Output every line of the rows below as a numbered list, leaving out the blank lines.

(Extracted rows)
=====
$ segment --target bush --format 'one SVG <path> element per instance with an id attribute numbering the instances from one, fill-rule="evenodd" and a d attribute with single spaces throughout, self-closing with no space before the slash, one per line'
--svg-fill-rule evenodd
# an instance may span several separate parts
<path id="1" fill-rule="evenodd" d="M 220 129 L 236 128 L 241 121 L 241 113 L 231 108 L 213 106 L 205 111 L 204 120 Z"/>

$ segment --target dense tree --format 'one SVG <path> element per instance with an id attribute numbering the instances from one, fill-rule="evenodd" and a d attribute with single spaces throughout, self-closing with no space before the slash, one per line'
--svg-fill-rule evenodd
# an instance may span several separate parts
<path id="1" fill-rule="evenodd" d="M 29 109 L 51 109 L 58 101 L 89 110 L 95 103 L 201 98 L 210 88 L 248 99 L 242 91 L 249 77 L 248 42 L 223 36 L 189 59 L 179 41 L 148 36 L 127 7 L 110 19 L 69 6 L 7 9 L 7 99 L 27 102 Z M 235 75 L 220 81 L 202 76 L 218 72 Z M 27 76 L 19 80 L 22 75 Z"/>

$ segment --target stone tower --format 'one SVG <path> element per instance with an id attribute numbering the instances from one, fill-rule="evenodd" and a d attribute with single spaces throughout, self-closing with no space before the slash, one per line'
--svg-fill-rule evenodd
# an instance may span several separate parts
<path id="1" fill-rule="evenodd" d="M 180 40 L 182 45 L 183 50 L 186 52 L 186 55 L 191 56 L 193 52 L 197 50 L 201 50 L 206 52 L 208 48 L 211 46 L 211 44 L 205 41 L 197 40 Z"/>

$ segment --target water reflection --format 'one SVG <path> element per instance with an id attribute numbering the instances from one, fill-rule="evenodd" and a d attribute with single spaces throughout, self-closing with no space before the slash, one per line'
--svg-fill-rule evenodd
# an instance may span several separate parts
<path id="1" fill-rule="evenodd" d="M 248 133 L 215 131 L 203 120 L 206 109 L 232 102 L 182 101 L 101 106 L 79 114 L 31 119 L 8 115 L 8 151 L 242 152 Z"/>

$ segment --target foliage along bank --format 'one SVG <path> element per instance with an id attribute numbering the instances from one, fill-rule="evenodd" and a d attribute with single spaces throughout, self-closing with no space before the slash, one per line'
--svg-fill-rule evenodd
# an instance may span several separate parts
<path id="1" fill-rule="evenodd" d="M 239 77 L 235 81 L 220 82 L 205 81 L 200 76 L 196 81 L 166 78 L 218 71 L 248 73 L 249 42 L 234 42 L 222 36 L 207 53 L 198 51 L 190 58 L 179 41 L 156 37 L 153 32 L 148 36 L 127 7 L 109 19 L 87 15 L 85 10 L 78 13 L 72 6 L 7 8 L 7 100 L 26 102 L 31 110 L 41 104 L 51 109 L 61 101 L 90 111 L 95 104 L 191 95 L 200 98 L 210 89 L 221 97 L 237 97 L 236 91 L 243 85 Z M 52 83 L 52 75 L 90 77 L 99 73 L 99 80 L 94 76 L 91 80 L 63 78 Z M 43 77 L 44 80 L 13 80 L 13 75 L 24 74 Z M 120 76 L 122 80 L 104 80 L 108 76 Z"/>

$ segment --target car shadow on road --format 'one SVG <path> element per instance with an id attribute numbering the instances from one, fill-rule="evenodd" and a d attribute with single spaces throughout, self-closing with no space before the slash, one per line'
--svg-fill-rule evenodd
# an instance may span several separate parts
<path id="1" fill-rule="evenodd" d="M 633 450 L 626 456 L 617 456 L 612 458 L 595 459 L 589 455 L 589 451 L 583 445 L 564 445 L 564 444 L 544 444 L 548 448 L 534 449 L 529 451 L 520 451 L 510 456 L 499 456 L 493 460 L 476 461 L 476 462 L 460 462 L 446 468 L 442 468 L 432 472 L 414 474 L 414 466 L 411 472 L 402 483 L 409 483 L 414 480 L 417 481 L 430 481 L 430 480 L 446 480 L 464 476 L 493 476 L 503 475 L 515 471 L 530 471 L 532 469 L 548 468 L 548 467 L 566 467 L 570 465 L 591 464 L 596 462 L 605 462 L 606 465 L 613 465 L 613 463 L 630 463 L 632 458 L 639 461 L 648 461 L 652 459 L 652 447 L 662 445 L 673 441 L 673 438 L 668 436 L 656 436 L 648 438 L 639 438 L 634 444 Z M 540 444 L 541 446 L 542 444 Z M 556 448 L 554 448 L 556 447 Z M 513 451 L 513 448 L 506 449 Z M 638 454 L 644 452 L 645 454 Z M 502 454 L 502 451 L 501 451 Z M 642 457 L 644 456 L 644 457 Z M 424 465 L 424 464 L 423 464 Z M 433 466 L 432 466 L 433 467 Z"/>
=====
Exercise answer:
1. $ segment --target bush --format 'one SVG <path> element per instance with an id attribute numbering the instances from one, fill-rule="evenodd" and a d attribute with single spaces throughout, self-closing with no space before the slash, one per line'
2. --svg-fill-rule evenodd
3. # an instance may span several separate parts
4. <path id="1" fill-rule="evenodd" d="M 220 129 L 236 128 L 241 121 L 241 113 L 231 108 L 213 106 L 205 111 L 204 120 Z"/>
5. $ segment --target dense tree --format 'one SVG <path> element per instance with an id attribute numbering the instances from one, fill-rule="evenodd" and a d attribute with single spaces throughout, self-closing with no space before the slash, one per line'
6. --svg-fill-rule evenodd
7. # an instance may span several separate parts
8. <path id="1" fill-rule="evenodd" d="M 29 109 L 51 109 L 58 101 L 89 110 L 95 103 L 201 98 L 210 88 L 248 99 L 242 91 L 249 77 L 248 42 L 223 36 L 189 59 L 179 41 L 148 36 L 127 7 L 110 19 L 69 6 L 7 9 L 7 99 L 27 102 Z M 235 75 L 220 81 L 202 76 L 218 72 Z M 27 76 L 19 80 L 22 75 Z"/>
9. $ segment --target stone tower --format 'one SVG <path> element per instance with an id attribute numbering the instances from one, fill-rule="evenodd" and a d attribute with single spaces throughout, self-closing with no space before the slash, one per line'
10. --svg-fill-rule evenodd
11. # an instance may span several separate parts
12. <path id="1" fill-rule="evenodd" d="M 180 40 L 182 45 L 183 50 L 186 52 L 186 55 L 191 56 L 193 52 L 197 50 L 201 50 L 206 52 L 208 48 L 211 46 L 211 44 L 205 41 L 197 40 Z"/>
13. $ segment --target water reflection --format 'one SVG <path> element per instance with an id attribute numbering the instances from one, fill-rule="evenodd" and a d attribute with single spaces throughout, self-closing with no space before the slash, one per line'
14. --svg-fill-rule evenodd
15. # an instance may span several separate parts
16. <path id="1" fill-rule="evenodd" d="M 248 133 L 215 131 L 203 120 L 206 109 L 232 102 L 182 101 L 101 106 L 79 114 L 31 119 L 8 115 L 8 151 L 242 152 Z"/>
17. $ segment --target foliage along bank --format 'one SVG <path> element per instance with an id attribute numbering the instances from one, fill-rule="evenodd" and a d attribute with single spaces throughout, self-closing with no space before the slash, one per line'
18. --svg-fill-rule evenodd
19. # an instance may span several separate parts
20. <path id="1" fill-rule="evenodd" d="M 239 77 L 235 81 L 220 82 L 205 81 L 200 76 L 196 81 L 166 78 L 218 71 L 248 73 L 249 42 L 234 42 L 222 36 L 207 53 L 198 51 L 190 58 L 179 41 L 156 37 L 153 32 L 148 36 L 127 7 L 109 19 L 87 15 L 85 10 L 78 13 L 72 6 L 7 8 L 7 100 L 26 102 L 31 110 L 41 104 L 51 109 L 61 101 L 90 111 L 95 104 L 191 95 L 200 98 L 210 89 L 221 97 L 237 97 L 236 91 L 243 85 Z M 52 83 L 52 75 L 90 77 L 99 73 L 99 80 L 94 76 L 91 80 L 63 78 Z M 43 77 L 44 80 L 13 80 L 13 75 L 24 74 Z M 120 76 L 122 80 L 104 80 L 108 76 Z"/>
21. $ segment --target car shadow on road --format 'one SVG <path> element per instance with an id attribute numbering the instances from one, fill-rule="evenodd" and a d attribute with single spaces throughout, self-closing with no space before the slash, one per line'
22. --svg-fill-rule evenodd
23. # an instance may span several separate parts
24. <path id="1" fill-rule="evenodd" d="M 633 450 L 626 456 L 617 456 L 612 458 L 595 459 L 589 455 L 589 451 L 583 445 L 564 445 L 564 444 L 544 444 L 548 448 L 534 449 L 529 451 L 520 451 L 510 456 L 499 456 L 493 460 L 476 461 L 476 462 L 460 462 L 446 468 L 442 468 L 432 472 L 414 474 L 414 466 L 411 472 L 402 483 L 409 483 L 414 480 L 417 481 L 430 481 L 430 480 L 446 480 L 464 476 L 493 476 L 503 475 L 515 471 L 530 471 L 532 469 L 548 468 L 548 467 L 566 467 L 570 465 L 591 464 L 596 462 L 605 462 L 606 465 L 613 465 L 613 463 L 630 463 L 632 458 L 639 461 L 648 461 L 652 459 L 652 447 L 662 445 L 673 441 L 673 438 L 668 436 L 656 436 L 648 438 L 639 438 L 634 444 Z M 540 444 L 541 446 L 542 444 Z M 556 448 L 554 448 L 556 447 Z M 513 451 L 513 448 L 506 449 Z M 638 454 L 644 452 L 645 454 Z M 502 454 L 502 451 L 501 451 Z M 642 457 L 644 456 L 644 457 Z M 424 465 L 424 464 L 423 464 Z M 433 466 L 432 466 L 433 467 Z"/>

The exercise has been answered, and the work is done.